- Exercise
Copy the lines from the one containing "Provide the pixel coordinates of one point on the deep" through the end of the records, inclusive, without any changes.

___ Extracted records

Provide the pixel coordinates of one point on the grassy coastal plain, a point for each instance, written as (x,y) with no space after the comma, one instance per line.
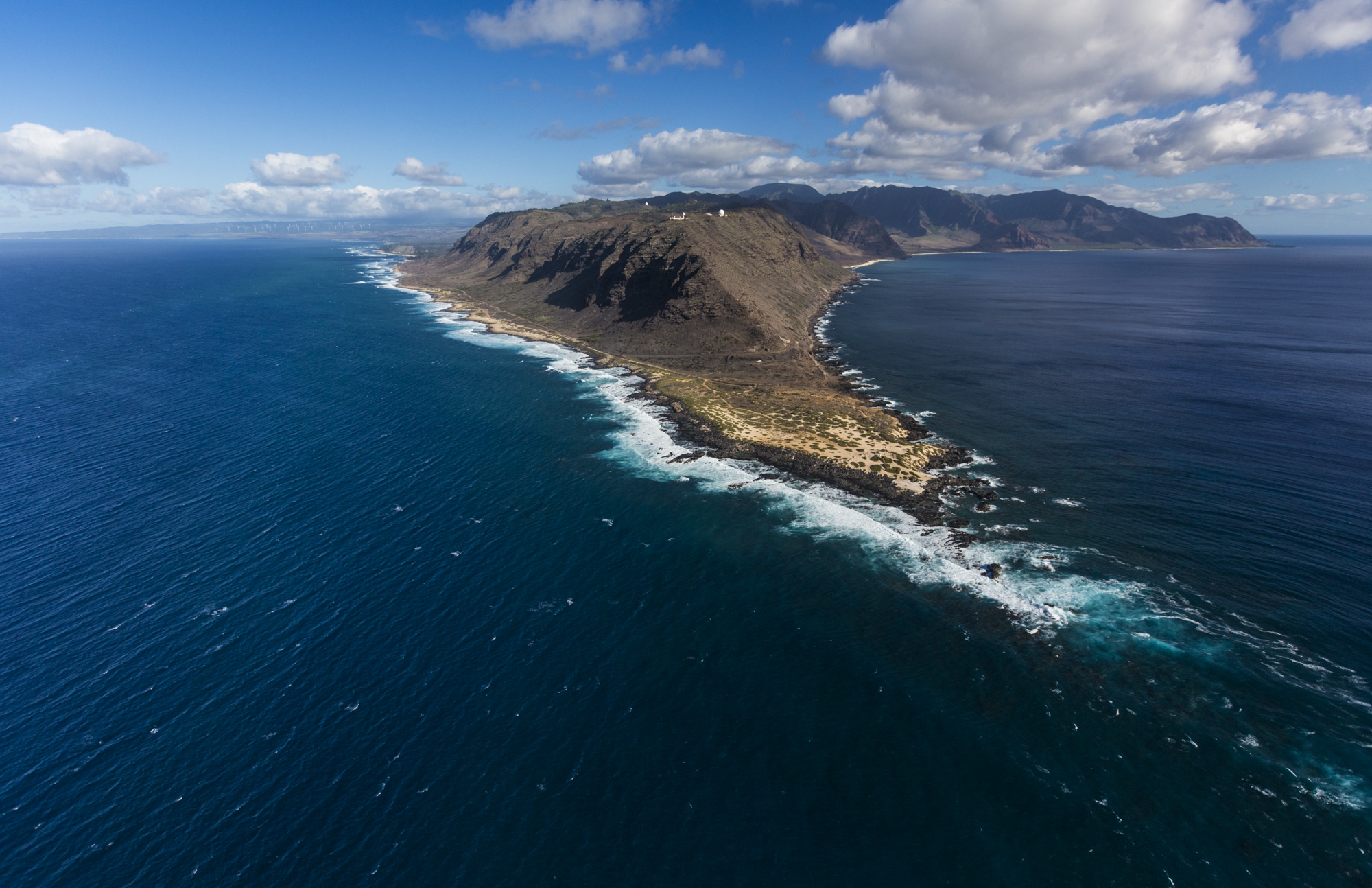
(717,314)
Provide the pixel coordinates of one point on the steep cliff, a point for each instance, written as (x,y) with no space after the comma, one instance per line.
(849,237)
(705,293)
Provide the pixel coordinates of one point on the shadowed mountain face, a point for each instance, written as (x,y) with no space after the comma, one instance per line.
(849,237)
(1060,218)
(703,293)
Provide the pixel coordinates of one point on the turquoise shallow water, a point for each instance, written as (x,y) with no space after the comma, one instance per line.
(303,583)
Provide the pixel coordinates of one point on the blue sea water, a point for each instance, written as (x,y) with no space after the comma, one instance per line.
(304,583)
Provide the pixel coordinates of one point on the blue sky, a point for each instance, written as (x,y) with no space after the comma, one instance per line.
(157,113)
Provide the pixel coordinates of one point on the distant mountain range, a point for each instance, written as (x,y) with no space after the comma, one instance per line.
(850,229)
(927,220)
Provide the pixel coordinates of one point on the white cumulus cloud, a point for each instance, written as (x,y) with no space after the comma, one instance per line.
(1308,202)
(32,154)
(156,202)
(971,84)
(677,154)
(593,25)
(362,202)
(298,170)
(1157,200)
(700,56)
(434,175)
(249,200)
(1253,130)
(1326,27)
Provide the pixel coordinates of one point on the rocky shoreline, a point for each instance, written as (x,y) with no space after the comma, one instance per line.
(927,506)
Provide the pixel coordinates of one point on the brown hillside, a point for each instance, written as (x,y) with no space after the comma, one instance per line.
(705,294)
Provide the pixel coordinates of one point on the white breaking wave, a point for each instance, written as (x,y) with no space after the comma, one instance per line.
(1037,585)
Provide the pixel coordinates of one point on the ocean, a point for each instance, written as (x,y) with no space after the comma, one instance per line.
(305,583)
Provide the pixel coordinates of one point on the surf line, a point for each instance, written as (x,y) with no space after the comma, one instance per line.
(650,444)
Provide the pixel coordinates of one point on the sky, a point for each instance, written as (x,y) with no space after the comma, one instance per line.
(152,113)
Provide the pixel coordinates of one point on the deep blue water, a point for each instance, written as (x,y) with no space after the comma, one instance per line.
(305,584)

______

- Finished answer
Provide the pixel coordinates of one point on the deep blue water, a point for each instance, written as (x,y) with no space after the comma, one instance per line.
(305,584)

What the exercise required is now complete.